WJ: You know, it’s not we intended, but it certainly seems to work for us, and I think it, it sort of makes us adaptable for the way things are going. The opportunities now are becoming much more spread out and vast. And, we’re storytellers and artists first, and so it’s exciting and heady to be able to think in multiple platforms, or multiple whatever you want to call thems, it’s just as exciting and satisfying to figure out to tell a beautiful way to tell a story in an app, as it is to tell a story in a book, as it is to tell a story in a film, they all have their different challenges, and different ways of telling a story, of adapting this thing and making it alive, cool, compelling. There are all these new ways, is what’s kind of exciting. The way we’re looking at is that they should feed each other. The idea of developing a feature, as just a feature, seems kind of limiting. You could develop it as a book, and develop it as an app, and get its – see how it’s working, and see if the designs are appealing. And get it out there, get a sense of people’s response to it, and not just stay cloaked behind a veil of secrecy. Back in the day, Buster Keaton, the Marx Brothers, a lot of those – and Chaplin – they would take their ideas, and take them on the stage first. They’d go and play, evolve those ideas, see how the audience responded to what they were working on, and get a sense of how the story, ideas, the gags and things would work, before they go into production on a film. We’re finding the equivalent of that, you know, now with apps and other technologies. It’s kind of exciting.

◇ ◇ ◇ ◇ ◇

_Prompt:_
According to the interview excerpt, which performers took their ideas to the stage before making a film?

_Data extract:_

◇ ◇ ◇ ◇ ◇

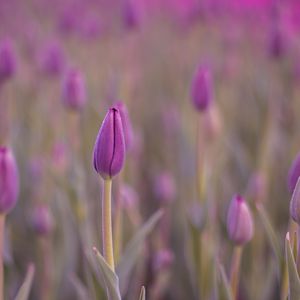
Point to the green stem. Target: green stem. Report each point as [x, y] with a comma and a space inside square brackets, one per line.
[107, 225]
[235, 270]
[2, 225]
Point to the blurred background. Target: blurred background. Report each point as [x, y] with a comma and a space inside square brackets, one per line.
[145, 53]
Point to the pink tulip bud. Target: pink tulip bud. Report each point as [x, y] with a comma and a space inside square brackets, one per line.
[239, 221]
[202, 89]
[109, 149]
[7, 61]
[9, 181]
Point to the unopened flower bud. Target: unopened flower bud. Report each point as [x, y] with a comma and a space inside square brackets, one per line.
[42, 219]
[239, 221]
[295, 203]
[126, 123]
[7, 61]
[74, 92]
[202, 89]
[9, 181]
[109, 149]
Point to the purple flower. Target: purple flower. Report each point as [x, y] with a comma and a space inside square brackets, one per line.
[7, 60]
[73, 90]
[239, 221]
[9, 180]
[127, 127]
[42, 219]
[109, 149]
[202, 90]
[294, 173]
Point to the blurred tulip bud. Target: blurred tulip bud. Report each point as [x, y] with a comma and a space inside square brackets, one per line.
[294, 173]
[52, 59]
[109, 149]
[59, 157]
[163, 259]
[257, 187]
[164, 187]
[295, 203]
[202, 88]
[239, 221]
[7, 60]
[42, 220]
[126, 123]
[197, 215]
[277, 44]
[212, 123]
[73, 90]
[9, 181]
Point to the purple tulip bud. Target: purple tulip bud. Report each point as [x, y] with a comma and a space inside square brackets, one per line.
[163, 259]
[9, 180]
[239, 221]
[202, 90]
[42, 220]
[7, 61]
[294, 173]
[74, 92]
[295, 203]
[52, 59]
[126, 123]
[109, 149]
[276, 44]
[164, 187]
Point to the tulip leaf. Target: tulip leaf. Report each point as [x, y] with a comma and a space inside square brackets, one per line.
[294, 281]
[133, 249]
[24, 291]
[143, 294]
[223, 284]
[111, 280]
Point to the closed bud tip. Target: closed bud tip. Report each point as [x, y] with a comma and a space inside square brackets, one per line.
[109, 149]
[239, 221]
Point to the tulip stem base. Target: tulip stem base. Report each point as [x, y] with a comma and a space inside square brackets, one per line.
[235, 270]
[107, 239]
[2, 225]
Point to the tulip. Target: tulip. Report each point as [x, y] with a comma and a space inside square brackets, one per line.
[126, 123]
[240, 231]
[239, 221]
[73, 90]
[109, 156]
[109, 150]
[9, 181]
[202, 90]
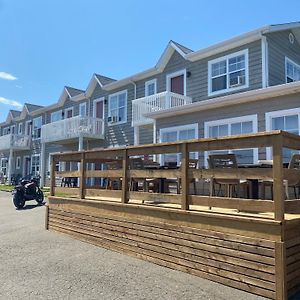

◇ ◇ ◇ ◇ ◇

_Final result:_
Buster Keaton, the Marx Brothers, and Chaplin.